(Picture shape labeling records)
§ §
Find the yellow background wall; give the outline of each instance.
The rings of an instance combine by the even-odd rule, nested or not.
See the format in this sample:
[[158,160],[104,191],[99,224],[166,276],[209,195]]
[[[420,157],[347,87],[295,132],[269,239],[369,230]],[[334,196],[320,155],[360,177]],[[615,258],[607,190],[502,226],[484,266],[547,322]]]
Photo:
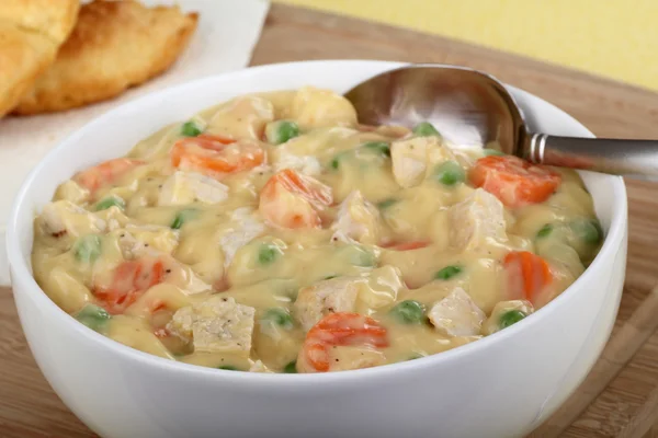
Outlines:
[[275,0],[406,26],[658,91],[658,0]]

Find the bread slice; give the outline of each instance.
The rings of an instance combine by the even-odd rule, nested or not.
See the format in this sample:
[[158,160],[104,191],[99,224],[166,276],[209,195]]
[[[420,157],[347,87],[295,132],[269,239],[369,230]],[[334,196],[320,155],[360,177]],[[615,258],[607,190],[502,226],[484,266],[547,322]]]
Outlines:
[[0,117],[20,102],[56,54],[49,38],[0,21]]
[[36,32],[60,45],[71,33],[79,0],[1,0],[0,21]]
[[78,9],[78,0],[0,0],[0,117],[54,62]]
[[177,7],[95,0],[78,22],[55,64],[14,112],[56,112],[114,97],[166,71],[185,48],[197,14]]

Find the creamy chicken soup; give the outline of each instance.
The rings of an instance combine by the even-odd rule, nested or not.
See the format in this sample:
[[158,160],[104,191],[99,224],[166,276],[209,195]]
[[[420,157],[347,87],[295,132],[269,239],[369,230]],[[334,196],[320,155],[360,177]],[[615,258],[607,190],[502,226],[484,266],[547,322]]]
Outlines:
[[[486,151],[485,151],[486,152]],[[226,370],[411,360],[529,316],[602,231],[577,173],[363,126],[330,91],[247,95],[64,182],[34,276],[82,324]]]

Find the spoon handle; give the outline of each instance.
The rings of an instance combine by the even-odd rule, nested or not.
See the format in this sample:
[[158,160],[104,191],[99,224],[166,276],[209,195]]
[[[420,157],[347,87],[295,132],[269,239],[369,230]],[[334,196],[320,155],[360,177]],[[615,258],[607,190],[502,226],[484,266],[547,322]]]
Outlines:
[[522,155],[537,164],[658,180],[658,140],[531,134]]

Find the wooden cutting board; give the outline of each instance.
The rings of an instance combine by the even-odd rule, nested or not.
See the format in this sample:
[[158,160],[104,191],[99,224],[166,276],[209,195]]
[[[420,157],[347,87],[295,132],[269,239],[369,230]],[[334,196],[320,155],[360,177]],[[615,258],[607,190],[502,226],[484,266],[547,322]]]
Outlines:
[[[484,47],[293,7],[272,5],[252,64],[338,58],[474,67],[556,104],[598,136],[658,138],[658,94]],[[627,184],[628,266],[614,332],[588,379],[533,437],[658,437],[658,185]],[[0,436],[93,436],[36,368],[8,289],[0,290]]]

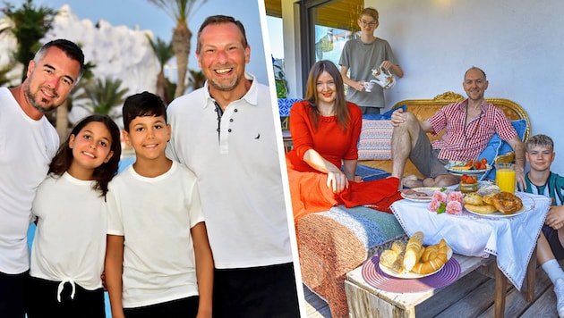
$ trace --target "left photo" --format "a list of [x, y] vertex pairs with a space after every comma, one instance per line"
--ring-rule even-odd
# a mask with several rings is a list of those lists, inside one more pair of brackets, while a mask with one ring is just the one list
[[305, 316], [266, 28], [262, 0], [0, 4], [0, 316]]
§ §
Copy every line of the records above word for word, but leave out the pictures.

§ Written reply:
Find the yellow background wall; give the outline of each instance.
The rings of an instance combine by the even-odd rule, nested or not.
See the format in this sample:
[[158,160],[104,191],[99,224],[166,276],[209,195]]
[[[420,157],[347,87],[295,132],[269,239],[369,230]],[[334,196],[320,155],[360,177]],[[615,258],[607,190],[502,226],[484,266],[547,322]]]
Photo:
Outlines:
[[275,0],[406,26],[658,91],[658,0]]

Find the bread slice; give the outline of each instance.
The rings of an instance combine by the even-odd rule, nested or not.
See the format in this sample:
[[158,160],[104,191],[99,224],[166,276],[209,195]]
[[[420,157],[347,87],[295,132],[269,239],[369,230]],[[334,196],[320,155],[360,177]],[[615,258],[607,190],[502,226],[484,266],[547,322]]]
Outlines:
[[0,117],[20,102],[56,54],[49,38],[0,21]]
[[36,32],[60,45],[71,33],[79,0],[1,0],[0,21]]
[[78,9],[78,0],[0,0],[0,117],[54,62]]
[[177,7],[95,0],[78,22],[55,64],[14,112],[56,112],[114,97],[166,71],[185,48],[197,14]]

Find the creamy chicken soup; give the outline of each instance.
The rings of an instance combine by the even-odd rule, nested or not.
See the format in this sample:
[[158,160],[104,191],[99,224],[166,276],[209,195]]
[[[420,157],[347,87],[295,132],[269,239],[369,230]],[[334,196],[320,155],[360,177]],[[615,258],[607,190],[502,226],[484,266],[547,322]]]
Outlines:
[[[486,151],[485,151],[486,152]],[[226,370],[411,360],[529,316],[602,231],[577,173],[363,126],[330,91],[247,95],[64,182],[34,276],[82,324]]]

Find the spoon handle; give the outline of each instance.
The rings of an instance combine by the even-odd rule, nested or not.
See the format in this sample:
[[158,160],[104,191],[99,224],[166,276],[209,195]]
[[[420,157],[347,87],[295,132],[269,239],[369,230]],[[334,196],[320,155],[360,177]],[[615,258],[607,190],[502,226],[484,266],[547,322]]]
Outlines:
[[522,155],[537,164],[658,180],[658,140],[531,134]]

Find the wooden cutting board; give the outline of each instance.
The rings of an instance combine by the even-odd rule, nested or not.
See the format in this sample:
[[158,160],[104,191],[99,224],[166,276],[209,195]]
[[[420,157],[347,87],[295,132],[269,239],[369,230]],[[334,196],[320,155],[360,177]],[[615,258],[607,190],[502,226],[484,266],[547,322]]]
Outlines:
[[[484,47],[293,7],[272,5],[252,64],[338,58],[474,67],[556,104],[598,136],[658,138],[658,94]],[[627,184],[628,266],[614,332],[588,379],[533,437],[658,437],[658,185]],[[0,436],[93,436],[36,368],[8,289],[0,290]]]

$ trace --target "left photo" --format "a list of [x, y] vertex pairs with a space after every comma, one instance per line"
--ring-rule even-odd
# a mask with several rings is a list of those lists, inside one more pair of brackets, while a mask with one ring is just the one list
[[305, 316], [266, 28], [262, 0], [0, 4], [0, 316]]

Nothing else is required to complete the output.